What needs to be done:
In the STG restructuring passage below, reproduce word for word the portion starting at "To implement the" and ending at "of New Jersey.".

--- START Source extract ---

The company said it has signed a restructuring support agreement with lenders holding a majority of its funded debt, which includes a commitment for up to $150 million in new capital from existing lenders. The move is intended to cut interest expenses, improve liquidity and position the company for long-term growth.
To implement the agreement, STG and certain affiliates have voluntarily initiated a prearranged, court-supervised reorganization under Chapter 11 of the U.S. Bankruptcy Code in the U.S. Bankruptcy Court for the District of New Jersey.
“Today’s announcement marks an important milestone in our efforts to strengthen STG amidst one of the most severe freight recessions in history,” said Geoff Anderman, CEO of STG Logistics. “We are confident that leveraging the chapter 11 process will best position the business for long-term growth and success. I am deeply grateful to our valued team, customers, vendors and other partners whose support enables us to continue delivering solutions for our customers at the highest levels while staying true to our core values of safety, service, integrity and efficiency at the forefront of our operations.”
STG said it will continue operating in the ordinary course of business during the restructuring process. The company has filed customary first-day motions to continue paying employee wages and benefits, maintain customer programs and meet obligations to key vendors, subject to court approval.
In addition to existing cash, STG plans to access up to $150 million in debtor-in-possession financing from current lenders to support operations during the Chapter 11 process.

--- END Source extract ---
--- START Raw records ---

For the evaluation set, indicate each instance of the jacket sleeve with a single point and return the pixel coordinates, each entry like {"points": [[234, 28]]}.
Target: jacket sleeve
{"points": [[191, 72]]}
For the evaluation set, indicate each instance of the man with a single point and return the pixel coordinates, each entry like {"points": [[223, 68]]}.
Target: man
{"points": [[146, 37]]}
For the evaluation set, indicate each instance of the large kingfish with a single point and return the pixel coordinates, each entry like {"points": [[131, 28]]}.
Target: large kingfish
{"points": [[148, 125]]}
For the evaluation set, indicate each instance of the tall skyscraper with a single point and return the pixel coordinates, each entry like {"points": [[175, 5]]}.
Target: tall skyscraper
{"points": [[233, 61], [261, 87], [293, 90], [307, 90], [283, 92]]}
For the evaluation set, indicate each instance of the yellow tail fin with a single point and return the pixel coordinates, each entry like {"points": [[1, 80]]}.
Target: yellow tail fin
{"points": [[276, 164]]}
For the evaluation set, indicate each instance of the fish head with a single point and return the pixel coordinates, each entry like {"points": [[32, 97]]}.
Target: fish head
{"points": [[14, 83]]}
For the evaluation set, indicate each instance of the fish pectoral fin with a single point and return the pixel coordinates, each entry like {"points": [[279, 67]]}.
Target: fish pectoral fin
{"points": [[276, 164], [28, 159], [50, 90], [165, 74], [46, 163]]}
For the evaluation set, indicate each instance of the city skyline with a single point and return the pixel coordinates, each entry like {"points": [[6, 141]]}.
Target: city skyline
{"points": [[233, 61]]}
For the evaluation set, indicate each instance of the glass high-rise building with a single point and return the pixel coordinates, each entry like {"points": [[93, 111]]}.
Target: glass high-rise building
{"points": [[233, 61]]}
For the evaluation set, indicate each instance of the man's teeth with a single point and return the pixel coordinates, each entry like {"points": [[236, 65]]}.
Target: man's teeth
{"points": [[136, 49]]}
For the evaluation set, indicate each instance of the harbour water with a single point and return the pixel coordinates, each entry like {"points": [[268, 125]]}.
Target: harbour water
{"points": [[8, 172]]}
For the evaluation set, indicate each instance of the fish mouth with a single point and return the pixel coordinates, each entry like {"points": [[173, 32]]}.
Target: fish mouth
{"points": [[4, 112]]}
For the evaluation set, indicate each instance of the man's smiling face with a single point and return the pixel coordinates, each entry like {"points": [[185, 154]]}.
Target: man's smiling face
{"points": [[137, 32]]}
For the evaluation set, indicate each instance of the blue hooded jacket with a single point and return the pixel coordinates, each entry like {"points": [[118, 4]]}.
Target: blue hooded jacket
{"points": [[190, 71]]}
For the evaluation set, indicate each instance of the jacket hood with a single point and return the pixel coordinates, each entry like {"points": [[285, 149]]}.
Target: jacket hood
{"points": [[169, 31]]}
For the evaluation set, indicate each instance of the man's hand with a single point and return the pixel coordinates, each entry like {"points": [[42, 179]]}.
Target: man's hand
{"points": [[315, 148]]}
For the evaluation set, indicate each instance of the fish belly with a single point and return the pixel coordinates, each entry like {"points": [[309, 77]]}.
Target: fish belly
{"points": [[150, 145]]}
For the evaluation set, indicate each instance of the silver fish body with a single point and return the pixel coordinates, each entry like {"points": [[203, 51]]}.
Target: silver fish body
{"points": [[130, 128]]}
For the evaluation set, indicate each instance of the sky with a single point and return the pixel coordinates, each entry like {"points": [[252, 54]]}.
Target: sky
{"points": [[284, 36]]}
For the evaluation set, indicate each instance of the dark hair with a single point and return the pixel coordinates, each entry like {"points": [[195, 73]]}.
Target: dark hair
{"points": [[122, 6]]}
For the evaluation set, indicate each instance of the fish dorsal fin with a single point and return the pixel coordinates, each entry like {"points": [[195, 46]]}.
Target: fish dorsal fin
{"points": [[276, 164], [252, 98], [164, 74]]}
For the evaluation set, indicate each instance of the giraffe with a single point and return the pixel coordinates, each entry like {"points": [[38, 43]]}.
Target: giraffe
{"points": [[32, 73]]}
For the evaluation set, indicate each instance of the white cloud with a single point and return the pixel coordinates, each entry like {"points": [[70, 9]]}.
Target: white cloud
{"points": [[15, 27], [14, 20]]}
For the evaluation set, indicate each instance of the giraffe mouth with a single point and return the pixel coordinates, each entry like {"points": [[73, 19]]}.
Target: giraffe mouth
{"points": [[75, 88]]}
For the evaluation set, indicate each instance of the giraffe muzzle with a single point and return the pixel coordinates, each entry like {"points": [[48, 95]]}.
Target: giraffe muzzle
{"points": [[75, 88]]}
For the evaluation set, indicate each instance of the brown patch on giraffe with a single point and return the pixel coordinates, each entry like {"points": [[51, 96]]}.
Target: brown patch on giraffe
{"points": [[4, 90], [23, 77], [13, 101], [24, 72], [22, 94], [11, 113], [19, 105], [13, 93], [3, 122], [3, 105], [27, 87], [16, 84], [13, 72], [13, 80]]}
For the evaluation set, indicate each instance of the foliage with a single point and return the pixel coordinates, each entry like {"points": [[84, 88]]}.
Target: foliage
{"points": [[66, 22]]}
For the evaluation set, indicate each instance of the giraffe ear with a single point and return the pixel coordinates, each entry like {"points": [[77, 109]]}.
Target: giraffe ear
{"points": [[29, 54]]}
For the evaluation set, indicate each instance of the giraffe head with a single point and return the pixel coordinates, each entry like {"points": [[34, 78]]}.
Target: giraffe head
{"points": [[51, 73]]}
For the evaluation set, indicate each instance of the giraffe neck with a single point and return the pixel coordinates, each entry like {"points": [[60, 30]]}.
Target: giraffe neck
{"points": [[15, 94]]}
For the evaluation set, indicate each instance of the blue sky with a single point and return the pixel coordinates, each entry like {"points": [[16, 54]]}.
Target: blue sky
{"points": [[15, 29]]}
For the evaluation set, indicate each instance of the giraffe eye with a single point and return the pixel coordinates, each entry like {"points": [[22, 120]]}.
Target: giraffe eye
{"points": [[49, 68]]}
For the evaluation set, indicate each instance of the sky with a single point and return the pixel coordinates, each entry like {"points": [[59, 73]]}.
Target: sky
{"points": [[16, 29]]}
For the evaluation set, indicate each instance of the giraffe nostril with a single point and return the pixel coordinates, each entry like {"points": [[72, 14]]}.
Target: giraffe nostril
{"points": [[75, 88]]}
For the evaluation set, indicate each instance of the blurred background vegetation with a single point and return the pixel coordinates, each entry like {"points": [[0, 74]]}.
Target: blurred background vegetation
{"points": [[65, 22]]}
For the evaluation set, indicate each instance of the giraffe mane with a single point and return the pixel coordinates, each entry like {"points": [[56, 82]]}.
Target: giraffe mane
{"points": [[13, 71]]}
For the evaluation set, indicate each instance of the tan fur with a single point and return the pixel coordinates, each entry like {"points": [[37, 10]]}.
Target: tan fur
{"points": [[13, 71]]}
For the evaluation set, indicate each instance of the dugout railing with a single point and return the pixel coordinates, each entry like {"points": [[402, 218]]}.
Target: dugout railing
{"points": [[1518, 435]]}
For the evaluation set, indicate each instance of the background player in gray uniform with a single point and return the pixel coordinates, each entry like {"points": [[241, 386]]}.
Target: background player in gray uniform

--- END Raw records ---

Solution for this task:
To implement the agreement, STG and certain affiliates have voluntarily initiated a prearranged, court-supervised reorganization under Chapter 11 of the U.S. Bankruptcy Code in the U.S. Bankruptcy Court for the District of New Jersey.